--- Task requirements ---
In the records below, find every line with the word "circle" and copy it.

[Photo-based referring expression data]

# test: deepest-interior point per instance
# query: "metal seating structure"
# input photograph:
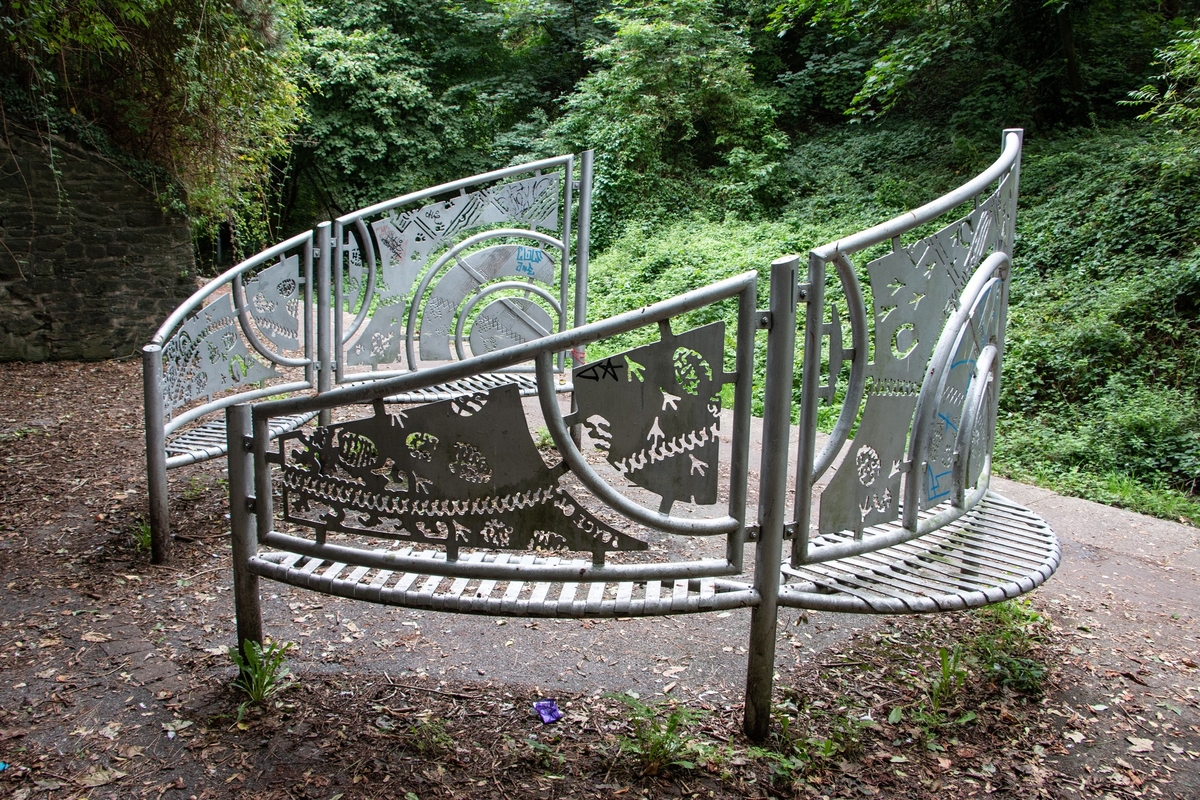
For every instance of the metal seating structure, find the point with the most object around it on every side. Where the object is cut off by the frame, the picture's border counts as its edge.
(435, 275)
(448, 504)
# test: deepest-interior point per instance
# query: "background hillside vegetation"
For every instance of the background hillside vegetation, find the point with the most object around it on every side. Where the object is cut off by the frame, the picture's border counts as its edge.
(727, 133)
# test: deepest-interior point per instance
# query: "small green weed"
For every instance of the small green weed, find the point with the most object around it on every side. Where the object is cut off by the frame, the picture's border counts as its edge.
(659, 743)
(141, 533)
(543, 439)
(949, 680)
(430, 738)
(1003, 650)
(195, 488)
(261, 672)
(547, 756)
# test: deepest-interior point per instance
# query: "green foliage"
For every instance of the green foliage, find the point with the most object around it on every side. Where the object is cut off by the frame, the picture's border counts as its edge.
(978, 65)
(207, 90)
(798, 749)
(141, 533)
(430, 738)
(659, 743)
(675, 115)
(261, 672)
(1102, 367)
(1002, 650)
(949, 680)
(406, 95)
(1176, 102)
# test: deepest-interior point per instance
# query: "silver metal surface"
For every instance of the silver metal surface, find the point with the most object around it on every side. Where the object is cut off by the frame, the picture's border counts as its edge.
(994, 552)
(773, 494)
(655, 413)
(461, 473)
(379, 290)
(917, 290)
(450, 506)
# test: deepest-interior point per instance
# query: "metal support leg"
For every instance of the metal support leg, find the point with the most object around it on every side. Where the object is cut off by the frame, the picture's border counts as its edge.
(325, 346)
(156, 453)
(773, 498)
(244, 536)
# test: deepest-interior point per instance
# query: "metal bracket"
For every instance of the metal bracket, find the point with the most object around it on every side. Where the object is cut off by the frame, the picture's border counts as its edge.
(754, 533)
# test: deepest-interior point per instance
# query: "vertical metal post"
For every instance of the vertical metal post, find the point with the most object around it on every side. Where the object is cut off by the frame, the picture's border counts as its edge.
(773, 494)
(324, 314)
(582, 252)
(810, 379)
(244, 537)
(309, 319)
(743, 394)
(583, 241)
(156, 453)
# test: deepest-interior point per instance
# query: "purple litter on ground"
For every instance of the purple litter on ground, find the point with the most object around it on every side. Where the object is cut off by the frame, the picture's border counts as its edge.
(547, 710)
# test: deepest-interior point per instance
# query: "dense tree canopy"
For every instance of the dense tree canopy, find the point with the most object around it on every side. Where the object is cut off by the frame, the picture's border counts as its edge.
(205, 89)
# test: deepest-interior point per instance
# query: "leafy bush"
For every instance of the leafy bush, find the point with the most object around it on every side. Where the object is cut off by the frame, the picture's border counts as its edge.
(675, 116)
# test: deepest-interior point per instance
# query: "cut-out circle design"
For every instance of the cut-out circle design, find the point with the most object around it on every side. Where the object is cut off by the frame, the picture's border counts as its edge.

--- Task result ---
# query: "cut-out circle design"
For every instance of the cut-out circle design, find the point with the most object around it on every side. Where the object is cut off by the frame, the picture's border counts as its edge.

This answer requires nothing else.